■ Exercise directions
Quote every line as written. Omit pictures.

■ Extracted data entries
▽
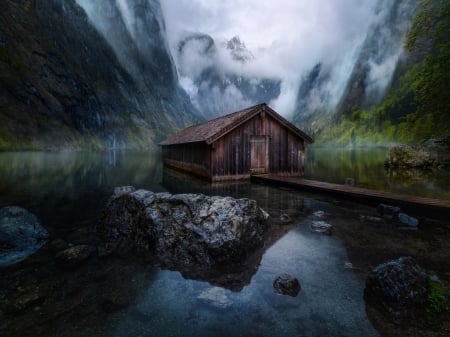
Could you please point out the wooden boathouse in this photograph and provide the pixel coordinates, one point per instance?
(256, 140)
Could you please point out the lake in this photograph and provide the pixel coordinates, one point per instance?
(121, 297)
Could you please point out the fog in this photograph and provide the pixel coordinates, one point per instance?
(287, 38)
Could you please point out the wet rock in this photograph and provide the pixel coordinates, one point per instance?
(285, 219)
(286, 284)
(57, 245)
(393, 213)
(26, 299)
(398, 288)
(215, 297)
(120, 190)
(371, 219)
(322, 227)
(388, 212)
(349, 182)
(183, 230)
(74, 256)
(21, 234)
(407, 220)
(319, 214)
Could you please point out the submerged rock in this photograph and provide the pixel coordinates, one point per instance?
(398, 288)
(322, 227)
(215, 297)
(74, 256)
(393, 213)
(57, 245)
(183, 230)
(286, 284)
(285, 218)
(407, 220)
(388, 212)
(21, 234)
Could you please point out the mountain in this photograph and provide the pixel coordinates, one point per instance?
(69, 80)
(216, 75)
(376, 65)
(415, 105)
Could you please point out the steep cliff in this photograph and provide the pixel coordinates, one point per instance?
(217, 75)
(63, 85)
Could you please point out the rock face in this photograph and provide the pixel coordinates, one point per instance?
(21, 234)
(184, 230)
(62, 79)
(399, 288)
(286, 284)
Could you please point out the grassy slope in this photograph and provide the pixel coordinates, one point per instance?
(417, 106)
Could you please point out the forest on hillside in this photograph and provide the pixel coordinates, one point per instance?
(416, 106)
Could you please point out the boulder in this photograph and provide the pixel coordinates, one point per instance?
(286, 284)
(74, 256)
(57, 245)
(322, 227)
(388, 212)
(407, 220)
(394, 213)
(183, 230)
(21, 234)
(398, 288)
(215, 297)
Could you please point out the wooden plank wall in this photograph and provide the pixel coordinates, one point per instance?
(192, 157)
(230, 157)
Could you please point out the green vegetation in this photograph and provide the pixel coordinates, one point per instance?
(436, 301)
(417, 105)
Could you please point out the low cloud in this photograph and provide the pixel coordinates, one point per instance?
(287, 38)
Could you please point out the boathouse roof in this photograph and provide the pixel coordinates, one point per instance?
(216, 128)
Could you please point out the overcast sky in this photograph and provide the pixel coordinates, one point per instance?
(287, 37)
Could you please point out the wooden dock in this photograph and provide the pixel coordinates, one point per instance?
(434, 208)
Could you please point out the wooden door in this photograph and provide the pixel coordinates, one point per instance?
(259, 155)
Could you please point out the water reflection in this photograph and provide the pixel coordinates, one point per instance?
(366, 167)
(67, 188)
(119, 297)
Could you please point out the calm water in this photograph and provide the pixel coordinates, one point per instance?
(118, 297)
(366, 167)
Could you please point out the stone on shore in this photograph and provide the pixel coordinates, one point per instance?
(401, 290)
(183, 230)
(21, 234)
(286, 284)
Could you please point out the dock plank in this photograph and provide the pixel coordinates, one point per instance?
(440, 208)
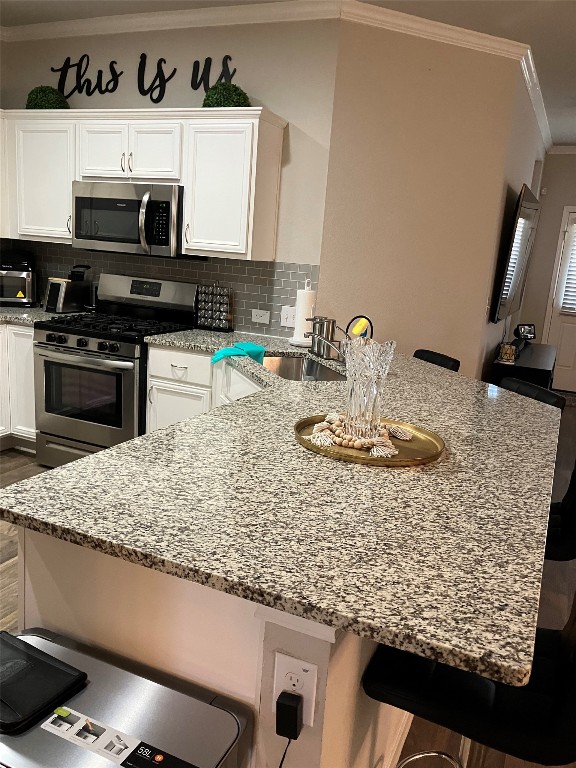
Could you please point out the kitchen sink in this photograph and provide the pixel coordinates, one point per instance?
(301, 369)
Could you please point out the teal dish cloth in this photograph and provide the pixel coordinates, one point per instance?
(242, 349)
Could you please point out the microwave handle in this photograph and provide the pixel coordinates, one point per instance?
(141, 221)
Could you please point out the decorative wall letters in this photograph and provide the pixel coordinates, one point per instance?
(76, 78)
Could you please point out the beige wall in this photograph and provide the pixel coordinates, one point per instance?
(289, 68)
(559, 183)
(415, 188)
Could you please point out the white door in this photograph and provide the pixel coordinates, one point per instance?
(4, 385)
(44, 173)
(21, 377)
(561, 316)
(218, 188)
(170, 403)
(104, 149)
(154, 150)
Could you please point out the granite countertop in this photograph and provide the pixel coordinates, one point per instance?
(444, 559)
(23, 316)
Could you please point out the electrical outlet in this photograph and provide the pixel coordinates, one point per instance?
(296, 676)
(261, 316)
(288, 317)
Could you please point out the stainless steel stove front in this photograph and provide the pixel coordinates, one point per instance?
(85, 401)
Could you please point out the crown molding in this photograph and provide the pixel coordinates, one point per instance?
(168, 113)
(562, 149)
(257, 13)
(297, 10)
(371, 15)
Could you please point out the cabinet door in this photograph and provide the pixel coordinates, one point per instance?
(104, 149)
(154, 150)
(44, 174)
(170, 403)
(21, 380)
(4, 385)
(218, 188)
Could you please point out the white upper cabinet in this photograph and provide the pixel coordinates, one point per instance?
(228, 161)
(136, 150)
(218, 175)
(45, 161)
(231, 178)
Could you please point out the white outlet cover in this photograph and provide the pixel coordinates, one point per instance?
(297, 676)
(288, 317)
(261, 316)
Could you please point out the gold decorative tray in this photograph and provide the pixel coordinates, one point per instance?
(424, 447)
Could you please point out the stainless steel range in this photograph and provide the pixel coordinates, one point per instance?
△
■ Correct answer
Could you please point out the wooden boathouse in this photograph and provide the pixel coordinates, one point per instance?
(256, 140)
Could you please point out the lake in this photograph and provide the pixel coordinates, one point per instance?
(121, 297)
Could you please point out the fog in this photograph and provide the pixel coordinates, one point per instance?
(287, 38)
Could you please point out the wet rock in this photograph and provide the pixel coordinates, one point per instance?
(285, 219)
(286, 284)
(57, 245)
(393, 213)
(26, 299)
(398, 288)
(215, 297)
(120, 190)
(371, 219)
(322, 227)
(388, 212)
(349, 182)
(183, 230)
(74, 256)
(21, 234)
(407, 220)
(319, 214)
Could you please point out the submerged rock in this photograph and provide the pixel coordinates, one point per instance?
(398, 288)
(322, 227)
(215, 297)
(74, 256)
(393, 213)
(57, 245)
(183, 230)
(286, 284)
(285, 218)
(407, 220)
(388, 212)
(21, 234)
Could you please point out the mountain in this photograph and provide the pixel coordinates, one point per instance?
(69, 80)
(216, 75)
(376, 65)
(415, 105)
Could you please point out the steep cliff in this photograph and provide the pixel coordinates, one point per instance?
(217, 75)
(63, 85)
Could you please point out the rock face in this photograph and provide the pixel coordinates, one point per instance?
(21, 234)
(184, 230)
(62, 79)
(399, 288)
(286, 284)
Could you please point out the grassy slope in this photograph and provide the pixel coordinates, one point per instance?
(417, 106)
Could you please point out the forest on hillside in this photograph and provide the pixel coordinates, one point per instance?
(416, 106)
Could you please point out the boulder in this photograph and provide the pixel coordinates, one point per instance?
(286, 284)
(74, 256)
(57, 245)
(322, 227)
(388, 212)
(407, 220)
(394, 213)
(183, 230)
(21, 234)
(398, 288)
(215, 297)
Could you please point out the wooden plank wall in this photograph and provide the pixel coordinates, one point per instance?
(192, 157)
(230, 157)
Could you please point out the green vegetation in this photograph and provide the pixel coordinates, one point per instance?
(436, 301)
(417, 105)
Could you please point out the low cloud in this photograph and provide the pixel coordinates, one point per instance?
(287, 38)
Could you please point out the boathouse roof in this photograph and provide the pixel coordinates, one point per instance?
(216, 128)
Could you please point out the overcast sky in this photograph and provide the pixel coordinates, one point per instance?
(287, 37)
Could you please point out the wooden dock in this photograph and provide the pixel coordinates, one point per instance?
(434, 208)
Could you please point out the wooden door in this photograph and provide the pixel coordinates, one point per instance?
(259, 155)
Could you please point out the water reflection in this photograph and provide the pixel coordinates, one point per instance?
(366, 167)
(67, 188)
(119, 297)
Could you please point out the calm water in this photograph and provide the pixel coordinates, one point per instance?
(118, 297)
(366, 167)
Could you please point out the stone on shore in this photograph and provide the pixel coordinates, one point per instance?
(401, 290)
(183, 230)
(21, 234)
(286, 284)
Could you please point out the dock plank in this photograph and provide the pixel coordinates, one point per instance?
(440, 208)
Could you please point out the kitchen sink in this photograph and provide the pixel coordinates, one point per instance?
(301, 369)
Could you please point out the teal dish cloth in this photograph and provide the pixel coordinates, one point per instance?
(242, 349)
Could you please point out the microwave handle in this photograph and provide the pixel coordinates, one point per instance?
(141, 221)
Could you please point out the decorative wall letters in this photograph and provide the pixel coordinates, one point per instance?
(76, 78)
Could you please point out the beige wall in this photograph and provide the pixel coordinates, one point per instance?
(289, 68)
(559, 183)
(415, 188)
Could you please point out the white door in this photograph and provide the pixel coordinates, one point per instance?
(4, 385)
(44, 173)
(21, 377)
(561, 316)
(218, 188)
(170, 403)
(104, 149)
(154, 150)
Could you please point out the granite countertop in this photograph and provide the pixel coordinates, one point per instance?
(444, 559)
(23, 316)
Could you please point out the electrical outlet in this photograph and provide the pixel coordinates, one point per instance?
(296, 676)
(261, 316)
(288, 317)
Could you please point out the stainless steel stove front in this photograph and provide the pixel coordinates, one point per instance?
(85, 401)
Could you please point out the crown molding in this photograph and provide the pixel coordinates, one point per instance?
(168, 113)
(562, 149)
(257, 13)
(297, 10)
(371, 15)
Could you please point out the cabinet door in this photograph and provide the pixel coordinates, one point per instance?
(104, 149)
(154, 150)
(44, 174)
(170, 403)
(21, 380)
(4, 385)
(218, 188)
Could you please point out the white upper cabinet in this photograph and provide the pixel coordinates, one point per instance?
(228, 161)
(136, 150)
(218, 175)
(45, 161)
(231, 178)
Could you please point out the white outlet cover in this photograph and provide the pixel coordinates, one point per instance?
(297, 676)
(288, 317)
(261, 316)
Could you please point out the gold decorative tray in this photograph and provide the pixel coordinates, one point per instance?
(424, 447)
Could you please point out the stainless steel range in this photograph and provide the pixel coordinates, one point per instance?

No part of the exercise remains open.